Exercise passage:
————————
House GOP Details Patients' Rights Bill

Key House Republicans outlined their patients' bill of rights yesterday, which includes a right to appeal insurers' decisions to an outside expert but does not expand the right to sue.

In a move that Democrats have indicated they will resist, the bill also allows employers to pool together to purchase health care for their workers, so they could try to negotiate lower prices. Bill sponsors hope this will help cover some of the 43 million uninsured Americans.

A similar bill passed the House by six votes last July, while a Democratic alternative lost by only five votes. Since then, Democrats picked up five seats in the House, possibly changing the dynamics of the health care debate. Democrats have said Republican health care proposals do not go far enough to safeguard patients.

Senate Rejects Kerry's Y2K Liability Measure

The Senate, debating legislation that would limit class action lawsuits and restrict punitive damages in the event of Year 2000 computer failures, rejected an alternative offered by Sen. John F. Kerry (D-Mass.) that he said the White House would accept. The vote was 57 to 41.

Kerry offered his proposal as a substitute for legislation sponsored by Sens. John McCain (R-Ariz.), Ron Wyden (D-Ore.) and Christopher J. Dodd (D-Conn.) and others that has drawn threats of a presidential veto. The administration contends the McCain bill would thwart efforts by consumers to fully recover economic losses caused by Y2K breakdowns.

But McCain, supported by a coalition of business and high-tech companies, said he had made "significant compromises" by accepting changes urged by Wyden and Dodd.

Kerry said his proposal would limit liability claims against companies if they identified and alerted users to potential Y2K problems, but McCain said it would create loopholes allowing lawsuits.

Panel Votes to Cut

Local Police Hiring A bill approved by a Senate panel would cut President Clinton's request for hiring local police officers while offering more help against terrorists, including a new counterterrorism laboratory at the site of the 1995 Oklahoma City bombing.

The legislation, coming soon after revelations of Chinese espionage at federal energy labs, would order the FBI to send at least 60 agents around the country to combat security breakdowns. The measure also would step up federal efforts against Internet crime, including $10 million to expand Securities and Exchange Commission efforts to crack down on fraud involving electronic trading.

The provisions were included in a $35.3 billion measure financing the departments of Commerce, Justice and State for the coming fiscal year. The bill was approved in a voice vote by the Senate Appropriations subcommittee overseeing those agencies.
————————
Tasks to perform:
1. Answer these questions using the news briefs:
(a) By how many votes did a similar patients' rights bill pass the House last July?
(b) What was the Senate vote when it turned down Kerry's alternative?
(c) How much money does the Senate panel's measure set aside to expand Securities and Exchange Commission efforts against fraud in electronic trading?
2. Reproduce the part of the news briefs from "House GOP Details" to "right to sue.".
3. Translate this sentence from the news briefs into Spanish: "Democrats have said Republican health care proposals do not go far enough to safeguard patients."
The listing that comes next has nothing to do with the news briefs.

Extracted data entries
————————
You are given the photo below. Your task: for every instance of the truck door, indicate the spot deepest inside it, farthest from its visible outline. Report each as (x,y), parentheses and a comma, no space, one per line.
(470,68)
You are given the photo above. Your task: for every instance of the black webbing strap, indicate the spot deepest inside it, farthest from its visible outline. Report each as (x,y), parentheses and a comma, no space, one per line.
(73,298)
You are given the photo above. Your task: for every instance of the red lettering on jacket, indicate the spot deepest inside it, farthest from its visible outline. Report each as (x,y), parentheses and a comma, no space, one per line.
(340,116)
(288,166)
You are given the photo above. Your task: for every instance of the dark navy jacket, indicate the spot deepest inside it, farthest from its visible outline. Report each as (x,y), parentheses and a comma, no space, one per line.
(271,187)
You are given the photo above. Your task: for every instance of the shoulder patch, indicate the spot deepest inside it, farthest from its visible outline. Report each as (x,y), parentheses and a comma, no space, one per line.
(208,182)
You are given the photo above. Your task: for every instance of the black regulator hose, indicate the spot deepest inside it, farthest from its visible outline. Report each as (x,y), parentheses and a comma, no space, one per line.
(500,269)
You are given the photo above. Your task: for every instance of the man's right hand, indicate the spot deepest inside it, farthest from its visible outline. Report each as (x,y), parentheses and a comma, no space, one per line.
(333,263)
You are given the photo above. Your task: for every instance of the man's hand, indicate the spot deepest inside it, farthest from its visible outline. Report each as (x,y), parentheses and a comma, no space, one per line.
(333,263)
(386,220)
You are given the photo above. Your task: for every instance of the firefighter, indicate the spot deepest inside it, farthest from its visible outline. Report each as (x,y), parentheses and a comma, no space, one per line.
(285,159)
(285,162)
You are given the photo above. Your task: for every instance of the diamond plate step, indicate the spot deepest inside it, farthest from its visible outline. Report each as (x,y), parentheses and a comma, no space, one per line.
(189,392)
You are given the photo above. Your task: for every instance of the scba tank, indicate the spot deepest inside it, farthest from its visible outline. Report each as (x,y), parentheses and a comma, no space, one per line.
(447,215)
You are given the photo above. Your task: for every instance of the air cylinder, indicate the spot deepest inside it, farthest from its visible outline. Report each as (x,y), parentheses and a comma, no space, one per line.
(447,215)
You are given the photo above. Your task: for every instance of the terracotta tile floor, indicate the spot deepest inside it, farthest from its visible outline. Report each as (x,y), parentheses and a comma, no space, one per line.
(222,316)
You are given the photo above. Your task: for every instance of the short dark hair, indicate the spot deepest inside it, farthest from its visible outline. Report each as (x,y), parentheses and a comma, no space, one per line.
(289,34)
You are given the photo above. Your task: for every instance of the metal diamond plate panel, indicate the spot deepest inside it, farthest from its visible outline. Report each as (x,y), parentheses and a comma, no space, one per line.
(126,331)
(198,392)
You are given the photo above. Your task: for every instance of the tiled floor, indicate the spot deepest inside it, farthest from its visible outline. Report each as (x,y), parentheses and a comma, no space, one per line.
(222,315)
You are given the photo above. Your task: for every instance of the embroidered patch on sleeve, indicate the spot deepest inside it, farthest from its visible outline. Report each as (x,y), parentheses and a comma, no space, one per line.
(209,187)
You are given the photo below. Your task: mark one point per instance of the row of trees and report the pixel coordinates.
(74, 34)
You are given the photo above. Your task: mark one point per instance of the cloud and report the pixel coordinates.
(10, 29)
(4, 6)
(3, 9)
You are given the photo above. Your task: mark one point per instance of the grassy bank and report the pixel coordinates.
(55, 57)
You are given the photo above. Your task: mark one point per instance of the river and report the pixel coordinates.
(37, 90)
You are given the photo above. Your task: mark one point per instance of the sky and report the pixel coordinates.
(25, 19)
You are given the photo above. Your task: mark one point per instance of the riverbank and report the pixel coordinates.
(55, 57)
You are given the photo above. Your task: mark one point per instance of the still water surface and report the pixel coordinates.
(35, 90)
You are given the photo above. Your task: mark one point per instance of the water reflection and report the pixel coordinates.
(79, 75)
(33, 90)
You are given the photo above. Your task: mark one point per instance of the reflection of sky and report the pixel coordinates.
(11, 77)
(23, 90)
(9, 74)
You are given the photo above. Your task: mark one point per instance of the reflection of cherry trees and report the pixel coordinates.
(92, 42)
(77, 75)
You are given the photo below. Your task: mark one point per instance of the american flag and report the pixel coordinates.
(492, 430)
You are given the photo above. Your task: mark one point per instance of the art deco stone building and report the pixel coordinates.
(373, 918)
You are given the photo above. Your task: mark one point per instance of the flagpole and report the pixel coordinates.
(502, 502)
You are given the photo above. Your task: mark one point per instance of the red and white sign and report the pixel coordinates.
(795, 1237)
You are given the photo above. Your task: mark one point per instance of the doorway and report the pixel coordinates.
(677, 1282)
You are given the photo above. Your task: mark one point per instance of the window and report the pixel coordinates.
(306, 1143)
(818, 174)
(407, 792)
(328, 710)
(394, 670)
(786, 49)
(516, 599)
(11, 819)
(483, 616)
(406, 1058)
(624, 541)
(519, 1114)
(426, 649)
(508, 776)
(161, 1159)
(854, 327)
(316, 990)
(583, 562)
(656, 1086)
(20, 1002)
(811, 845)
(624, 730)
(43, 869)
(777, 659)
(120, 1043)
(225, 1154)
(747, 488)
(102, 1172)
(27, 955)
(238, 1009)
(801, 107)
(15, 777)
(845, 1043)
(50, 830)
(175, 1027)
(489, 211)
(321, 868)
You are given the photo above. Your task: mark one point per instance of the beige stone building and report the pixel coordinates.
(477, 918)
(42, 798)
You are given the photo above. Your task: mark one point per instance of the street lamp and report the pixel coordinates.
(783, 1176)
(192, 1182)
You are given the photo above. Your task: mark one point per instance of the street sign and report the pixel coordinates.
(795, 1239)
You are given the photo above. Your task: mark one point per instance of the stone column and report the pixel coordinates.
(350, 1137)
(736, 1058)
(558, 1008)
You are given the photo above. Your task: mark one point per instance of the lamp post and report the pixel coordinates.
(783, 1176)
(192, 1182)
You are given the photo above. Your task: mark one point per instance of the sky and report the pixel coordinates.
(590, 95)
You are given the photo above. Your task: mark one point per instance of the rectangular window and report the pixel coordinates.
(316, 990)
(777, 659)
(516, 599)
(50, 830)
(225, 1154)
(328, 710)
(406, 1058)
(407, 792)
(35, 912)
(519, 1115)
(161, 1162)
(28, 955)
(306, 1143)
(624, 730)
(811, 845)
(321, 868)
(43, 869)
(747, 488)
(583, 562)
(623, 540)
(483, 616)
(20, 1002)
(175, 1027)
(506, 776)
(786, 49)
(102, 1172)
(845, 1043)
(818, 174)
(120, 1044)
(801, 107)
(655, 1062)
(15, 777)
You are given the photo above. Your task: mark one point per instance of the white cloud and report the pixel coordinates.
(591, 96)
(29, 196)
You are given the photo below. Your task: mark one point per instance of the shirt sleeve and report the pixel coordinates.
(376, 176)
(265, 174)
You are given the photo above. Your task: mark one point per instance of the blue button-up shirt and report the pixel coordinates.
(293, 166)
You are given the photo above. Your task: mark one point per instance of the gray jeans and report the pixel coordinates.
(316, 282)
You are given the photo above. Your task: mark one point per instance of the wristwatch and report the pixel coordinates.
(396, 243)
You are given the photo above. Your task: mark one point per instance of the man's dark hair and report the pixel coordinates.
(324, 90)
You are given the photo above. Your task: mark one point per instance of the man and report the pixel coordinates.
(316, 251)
————————
Your responses:
1.
(a) Six votes.
(b) 57 to 41.
(c) $10 million.

2.
House GOP Details Patients' Rights Bill

Key House Republicans outlined their patients' bill of rights yesterday, which includes a right to appeal insurers' decisions to an outside expert but does not expand the right to sue.

3. Los demócratas han dicho que las propuestas republicanas de atención médica no van lo suficientemente lejos para proteger a los pacientes.